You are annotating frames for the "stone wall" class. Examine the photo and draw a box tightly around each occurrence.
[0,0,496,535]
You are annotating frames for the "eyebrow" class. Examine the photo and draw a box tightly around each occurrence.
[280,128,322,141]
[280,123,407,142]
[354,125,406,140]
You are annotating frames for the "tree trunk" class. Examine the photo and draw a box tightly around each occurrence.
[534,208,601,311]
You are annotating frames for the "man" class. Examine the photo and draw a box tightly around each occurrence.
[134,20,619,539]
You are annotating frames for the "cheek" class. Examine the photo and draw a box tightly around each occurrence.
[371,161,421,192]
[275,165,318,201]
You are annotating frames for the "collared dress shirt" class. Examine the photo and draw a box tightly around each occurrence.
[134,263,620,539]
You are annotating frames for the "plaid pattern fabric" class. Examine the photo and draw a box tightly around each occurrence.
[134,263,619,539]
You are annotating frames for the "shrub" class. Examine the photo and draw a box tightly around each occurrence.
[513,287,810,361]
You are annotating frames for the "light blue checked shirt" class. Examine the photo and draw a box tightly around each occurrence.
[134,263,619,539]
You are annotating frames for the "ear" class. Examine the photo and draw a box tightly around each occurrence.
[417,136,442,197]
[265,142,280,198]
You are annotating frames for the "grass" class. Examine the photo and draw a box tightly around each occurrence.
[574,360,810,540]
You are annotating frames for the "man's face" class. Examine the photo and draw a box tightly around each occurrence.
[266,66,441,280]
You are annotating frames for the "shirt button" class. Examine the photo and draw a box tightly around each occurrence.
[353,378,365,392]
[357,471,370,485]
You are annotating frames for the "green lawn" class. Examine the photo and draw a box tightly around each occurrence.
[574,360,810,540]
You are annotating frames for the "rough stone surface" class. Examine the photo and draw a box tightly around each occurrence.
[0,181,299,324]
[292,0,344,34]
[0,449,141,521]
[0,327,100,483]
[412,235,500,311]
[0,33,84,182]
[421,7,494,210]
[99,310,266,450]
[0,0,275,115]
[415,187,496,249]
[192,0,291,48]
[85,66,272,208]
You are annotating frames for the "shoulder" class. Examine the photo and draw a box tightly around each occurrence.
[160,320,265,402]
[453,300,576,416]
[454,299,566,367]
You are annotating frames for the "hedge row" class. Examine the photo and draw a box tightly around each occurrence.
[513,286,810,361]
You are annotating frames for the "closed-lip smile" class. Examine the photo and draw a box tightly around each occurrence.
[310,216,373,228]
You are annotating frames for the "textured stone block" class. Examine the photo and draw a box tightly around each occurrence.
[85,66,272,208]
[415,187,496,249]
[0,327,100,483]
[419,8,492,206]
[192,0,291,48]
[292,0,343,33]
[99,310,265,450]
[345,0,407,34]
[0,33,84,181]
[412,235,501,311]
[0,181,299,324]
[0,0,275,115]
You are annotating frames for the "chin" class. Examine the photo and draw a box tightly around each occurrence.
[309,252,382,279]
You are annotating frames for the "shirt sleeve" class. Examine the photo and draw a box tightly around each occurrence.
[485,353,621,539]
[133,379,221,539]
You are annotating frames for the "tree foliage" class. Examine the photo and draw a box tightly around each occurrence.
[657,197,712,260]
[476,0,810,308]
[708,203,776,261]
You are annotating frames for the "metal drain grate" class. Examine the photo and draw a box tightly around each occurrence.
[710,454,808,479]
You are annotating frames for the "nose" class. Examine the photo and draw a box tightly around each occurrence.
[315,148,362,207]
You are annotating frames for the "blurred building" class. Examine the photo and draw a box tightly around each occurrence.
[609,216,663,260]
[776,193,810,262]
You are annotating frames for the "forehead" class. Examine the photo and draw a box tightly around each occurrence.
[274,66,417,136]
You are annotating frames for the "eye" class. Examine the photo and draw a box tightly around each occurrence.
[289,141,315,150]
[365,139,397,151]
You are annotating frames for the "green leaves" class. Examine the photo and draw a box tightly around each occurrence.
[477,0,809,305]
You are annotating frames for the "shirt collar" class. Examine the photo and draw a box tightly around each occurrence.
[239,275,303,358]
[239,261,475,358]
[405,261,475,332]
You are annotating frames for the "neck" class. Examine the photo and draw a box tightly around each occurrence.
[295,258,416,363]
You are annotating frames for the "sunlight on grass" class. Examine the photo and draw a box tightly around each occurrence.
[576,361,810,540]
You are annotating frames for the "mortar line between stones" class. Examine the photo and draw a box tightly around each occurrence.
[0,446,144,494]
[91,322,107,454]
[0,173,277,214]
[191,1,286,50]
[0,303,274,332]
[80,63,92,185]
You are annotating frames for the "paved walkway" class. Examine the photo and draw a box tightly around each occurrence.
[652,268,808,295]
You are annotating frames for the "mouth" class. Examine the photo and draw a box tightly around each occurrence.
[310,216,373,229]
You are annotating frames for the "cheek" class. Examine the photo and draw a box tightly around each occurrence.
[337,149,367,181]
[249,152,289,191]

************

Retype all of the entries. Keep each one exactly as written.

You are annotating frames for the "stone wall" class. Examine the photo and draw a box tightly around each occurrence.
[0,0,496,535]
You are annotating frames for the "eyebrow" class. Examine the photo and draw a box tightly around each occurrence.
[280,128,322,141]
[280,123,407,142]
[354,125,406,140]
You are annotating frames for the "tree trunk" class. Examine the photo and draw a box tightly around each occurrence.
[534,208,601,311]
You are annotating frames for the "man" class. Examine the photo and draw a box tightly around each occurrence.
[134,20,619,539]
You are annotating frames for the "cheek" class. Examine the photo and draw a box tightly around each occurrence.
[371,161,421,192]
[275,165,318,201]
You are annotating frames for the "collared dress shirt" class. Examine the photo and draw a box tightly around each occurrence.
[134,263,620,539]
You are annotating frames for the "plaid pattern fabric" class. Examine the photo and draw a box tightly around each occurrence.
[134,263,619,539]
You are annotating frames for the "shrub" class. Examine the photo and draw a box tightly around each occurrence.
[513,287,810,361]
You are annotating frames for the "light blue checked shirt" class. Examine the photo and draw a box tightly around each occurrence.
[134,263,619,539]
You are annotating frames for the "ear" class. Examine the photo and draw a box tightly around each occurrence.
[417,136,442,197]
[265,142,280,198]
You are annotating frames for the "grass" class. Examine the photo and draw a box tightly around each occurrence.
[574,360,810,540]
You are annotating frames for the "man's face" class. Examine the photo and draw a box tightly around each occurrence.
[266,66,441,280]
You are annotating frames for the "shirt button" class. Examine the photo and draw a box tightly around each occurrence.
[353,378,365,392]
[357,471,370,485]
You are annotating frames for the "green lawn" class. Examine the photo and draw a box tightly around each occurrence.
[574,360,810,540]
You are annotating frames for the "rough stone surface" class. Examine the photo and draw a box tightly around each occurrence.
[0,181,299,324]
[292,0,344,34]
[0,449,141,521]
[0,327,100,483]
[412,235,500,311]
[0,33,84,182]
[421,7,494,210]
[99,310,266,450]
[0,0,275,115]
[415,187,496,249]
[192,0,291,48]
[85,66,272,208]
You are annotating frames for the "shoulder" class. Examine the photo and draw a box tightly around each occurrence.
[160,320,265,402]
[453,300,576,416]
[454,299,566,367]
You are annotating frames for the "hedge row" class. Examine the photo and draw a box tightly around each occurrence.
[513,286,810,361]
You are annotating frames for the "closed-lip smile" class. Examine the photo and draw a box tightly around each occurrence.
[310,216,373,228]
You are annotating frames for the "textured stone block" class. Examine the photo and draw a box tightly around each occurrence.
[85,66,272,208]
[415,187,496,249]
[0,327,100,483]
[419,8,492,206]
[192,0,291,48]
[292,0,343,33]
[99,310,265,450]
[345,0,407,34]
[0,33,84,181]
[412,235,501,311]
[0,181,299,324]
[0,0,275,115]
You are annotating frames for the "chin" class. Examine the photo and draw a box tightly around each occurrence.
[309,252,382,279]
You are annotating frames for the "shirt sleeve" class. Examine the photo and draw a box tightly around each occurrence.
[485,353,621,539]
[133,379,221,539]
You are annotating frames for the "tree foliage" class. Examine the photo and draw a box tightly around each occurrence.
[657,197,712,260]
[476,0,810,308]
[708,203,776,261]
You are annotating frames for the "metal drain grate" class. Examine the photo and draw a box tightly around each occurrence.
[710,454,808,479]
You are annotating frames for the "nose" class. Examine the photo and draw a box tightly around each occurrence.
[315,148,362,207]
You are annotating frames for the "blurred building" class. Examine the photo and draw a box tightly around each occurrence.
[609,216,663,260]
[776,193,810,262]
You are annotating frames for the "forehead" class. Examine the photo and draw a box tightly around each occurrence.
[274,66,417,136]
You are annotating frames for the "eye" class. Examine the photo and draw a box tightly around each occurrence.
[289,141,315,150]
[365,139,397,151]
You are annotating frames for the "green leaves" class. Examine the photo and draw a box tightly around each occurrence.
[477,0,809,305]
You are annotating frames for the "shirt collar" class. Examine the photo and draw a box tightly around each occurrence.
[239,275,303,358]
[239,261,475,358]
[405,261,475,332]
You are annotating frames for the "neck" class. Examine the photo and draw a box tightly around each occurrence.
[295,258,416,363]
You are annotating frames for the "sunlight on grass" class. Examine the photo and draw a box tightly around each occurrence.
[576,361,810,540]
You are annotating frames for the "mortar line between stones" class. Examine the photo and draw a box tightly around each occurrence.
[0,446,144,494]
[91,322,107,454]
[0,173,277,214]
[191,1,286,50]
[0,303,274,332]
[80,63,92,185]
You are annotating frames for the "paved walkway" class. Examine the photo and draw a box tightly around each occurrence.
[652,268,808,295]
You are annotating frames for the "mouth" class. Examine the photo and draw a box tightly around each occurrence.
[310,216,373,229]
You are annotating frames for the "cheek" class. Examine the photo and draw a box tightly around each occurrence.
[337,149,367,181]
[249,152,289,191]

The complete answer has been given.